*Written instruction*:
Please copy out the data below, switching every "pixel coordinates" to "pixel positions" and leaving everything else as it is.

*Provided information*:
- - - -

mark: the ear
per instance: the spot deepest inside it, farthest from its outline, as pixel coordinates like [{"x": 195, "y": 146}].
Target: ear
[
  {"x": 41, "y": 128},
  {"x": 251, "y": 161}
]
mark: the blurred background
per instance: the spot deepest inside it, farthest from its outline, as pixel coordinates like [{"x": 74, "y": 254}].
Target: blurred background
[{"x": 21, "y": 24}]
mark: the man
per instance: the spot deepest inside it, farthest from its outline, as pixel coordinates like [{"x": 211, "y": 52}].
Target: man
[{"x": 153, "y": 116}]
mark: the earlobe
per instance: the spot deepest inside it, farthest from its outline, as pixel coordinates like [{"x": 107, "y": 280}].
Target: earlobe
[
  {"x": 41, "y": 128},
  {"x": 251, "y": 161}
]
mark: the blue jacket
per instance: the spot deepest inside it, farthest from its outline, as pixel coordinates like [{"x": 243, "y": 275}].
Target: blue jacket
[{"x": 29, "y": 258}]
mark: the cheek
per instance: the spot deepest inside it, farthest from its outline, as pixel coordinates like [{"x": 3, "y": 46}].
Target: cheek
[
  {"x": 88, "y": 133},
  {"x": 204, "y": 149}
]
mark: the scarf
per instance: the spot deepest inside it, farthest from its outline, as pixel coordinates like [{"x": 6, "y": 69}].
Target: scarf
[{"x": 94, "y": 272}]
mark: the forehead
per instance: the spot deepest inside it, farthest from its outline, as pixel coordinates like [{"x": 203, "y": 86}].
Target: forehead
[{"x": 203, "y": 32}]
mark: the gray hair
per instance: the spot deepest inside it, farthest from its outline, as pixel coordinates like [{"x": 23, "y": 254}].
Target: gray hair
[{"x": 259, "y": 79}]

- - - -

*Correct response*:
mark: the ear
per instance: the spot deepest inside it, farthest from its outline, as pixel positions like [{"x": 195, "y": 146}].
Target: ear
[
  {"x": 41, "y": 128},
  {"x": 251, "y": 161}
]
mark: the blurred background
per instance: the spot deepest inside it, farthest from its outline, as pixel positions like [{"x": 74, "y": 254}].
Target: blurred background
[{"x": 21, "y": 24}]
mark: the man
per instance: the spot deepest inside it, farthest from its outline, as pixel positions like [{"x": 211, "y": 52}].
Target: man
[{"x": 153, "y": 116}]
mark: the earlobe
per instance: the spot deepest inside it, farthest from its outline, as pixel positions like [{"x": 107, "y": 280}].
Target: earlobe
[
  {"x": 41, "y": 128},
  {"x": 251, "y": 161}
]
mark: the blue jacket
per instance: the spot deepest inside it, farthest from its outline, as pixel positions like [{"x": 243, "y": 275}].
Target: blue jacket
[{"x": 29, "y": 258}]
mark: the cheek
per instance: the spot deepest inside it, farthest from its outline, as pixel positions like [{"x": 3, "y": 46}].
Target: cheek
[
  {"x": 88, "y": 133},
  {"x": 204, "y": 149}
]
mark: the scarf
per instance: the spot deepest inside it, farthest from its outline, as pixel positions like [{"x": 6, "y": 69}].
Target: scarf
[{"x": 94, "y": 272}]
mark: the forehead
per instance: the spot deepest inside it, farthest from its outline, as pixel positions like [{"x": 203, "y": 86}].
Target: forehead
[{"x": 203, "y": 32}]
mark: the gray hair
per instance: the spot deepest inside it, farthest from its outline, as pixel positions like [{"x": 23, "y": 254}].
Target: gray hair
[{"x": 259, "y": 79}]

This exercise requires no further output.